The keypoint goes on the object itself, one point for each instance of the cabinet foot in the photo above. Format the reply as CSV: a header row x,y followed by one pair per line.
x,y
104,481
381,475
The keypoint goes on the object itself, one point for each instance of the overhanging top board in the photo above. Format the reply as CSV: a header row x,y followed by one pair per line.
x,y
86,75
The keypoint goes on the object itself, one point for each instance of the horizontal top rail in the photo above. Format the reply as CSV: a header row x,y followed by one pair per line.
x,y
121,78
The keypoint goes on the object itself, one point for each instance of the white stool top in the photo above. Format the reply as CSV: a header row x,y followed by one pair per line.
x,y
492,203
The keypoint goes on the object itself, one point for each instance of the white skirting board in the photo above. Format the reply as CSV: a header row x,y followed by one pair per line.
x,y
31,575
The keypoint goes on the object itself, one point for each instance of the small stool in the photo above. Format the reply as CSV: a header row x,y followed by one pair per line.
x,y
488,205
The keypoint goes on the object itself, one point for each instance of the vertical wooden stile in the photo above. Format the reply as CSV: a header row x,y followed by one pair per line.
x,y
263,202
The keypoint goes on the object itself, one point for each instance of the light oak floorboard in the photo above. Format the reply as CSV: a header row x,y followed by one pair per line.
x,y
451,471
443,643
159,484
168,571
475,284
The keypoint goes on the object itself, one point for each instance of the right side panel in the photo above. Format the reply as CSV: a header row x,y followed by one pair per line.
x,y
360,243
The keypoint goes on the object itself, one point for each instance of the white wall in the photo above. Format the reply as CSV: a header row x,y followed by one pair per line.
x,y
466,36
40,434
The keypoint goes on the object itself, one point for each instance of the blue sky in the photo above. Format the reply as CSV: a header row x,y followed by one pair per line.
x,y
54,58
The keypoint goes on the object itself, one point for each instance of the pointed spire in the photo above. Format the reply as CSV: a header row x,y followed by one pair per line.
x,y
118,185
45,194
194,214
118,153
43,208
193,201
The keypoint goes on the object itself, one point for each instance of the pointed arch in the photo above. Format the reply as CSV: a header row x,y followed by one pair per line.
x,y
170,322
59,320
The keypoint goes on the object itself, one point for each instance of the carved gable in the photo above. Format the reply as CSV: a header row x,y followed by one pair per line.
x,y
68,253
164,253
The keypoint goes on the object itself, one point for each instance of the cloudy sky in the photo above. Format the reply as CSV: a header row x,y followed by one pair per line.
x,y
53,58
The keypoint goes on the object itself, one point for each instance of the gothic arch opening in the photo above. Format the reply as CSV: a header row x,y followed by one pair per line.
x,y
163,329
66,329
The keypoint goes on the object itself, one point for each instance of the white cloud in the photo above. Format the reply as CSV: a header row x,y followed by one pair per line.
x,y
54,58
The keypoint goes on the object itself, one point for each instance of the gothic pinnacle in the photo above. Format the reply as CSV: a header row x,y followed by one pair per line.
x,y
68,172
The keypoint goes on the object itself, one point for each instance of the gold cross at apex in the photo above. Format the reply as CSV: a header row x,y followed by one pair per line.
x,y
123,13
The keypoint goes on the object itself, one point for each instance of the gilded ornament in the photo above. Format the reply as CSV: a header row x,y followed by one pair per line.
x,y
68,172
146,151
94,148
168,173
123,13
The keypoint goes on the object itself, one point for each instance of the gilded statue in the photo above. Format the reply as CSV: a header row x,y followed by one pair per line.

○ ○ ○ ○ ○ ○ ○

WHAT THE TASK REQUIRES:
Quote exactly the line containing "the gothic arch" and every later line through the end of the listing, and no other lines.

ANSWER BELOW:
The keypoint goes on the object itself, one point for each instance of the gothic arch opening in the photo above. Format the reply as CSV: a header row x,y followed by one pair per line.
x,y
163,329
66,329
The keypoint goes on the object itself, one point for each instance of the white cloud in the photo above. Format the reply as CSV: a header row x,y followed by one pair per line.
x,y
54,58
The keypoint goes on the object itself, one point for each instance of the gothic pinnacle in the photo above. Format the reply as CSV: a header row x,y followed by one pair per line.
x,y
68,172
The keypoint goes on the object itself, one point for each instance of the gold cross at apex in the photo above. Format the reply as CSV: a header row x,y followed by one pair per line.
x,y
123,13
The keypoint goes on the object itself, one point for each instance of the gilded ornament in the photo above. Format the reply as CSV: a header row x,y followed by one pair per line.
x,y
68,172
146,151
94,148
168,173
123,13
The keypoint goes on the object itself, one point for each instance of the gilded statue in the photo above. Format the reply as CSV: a header row x,y followed by one pair per line.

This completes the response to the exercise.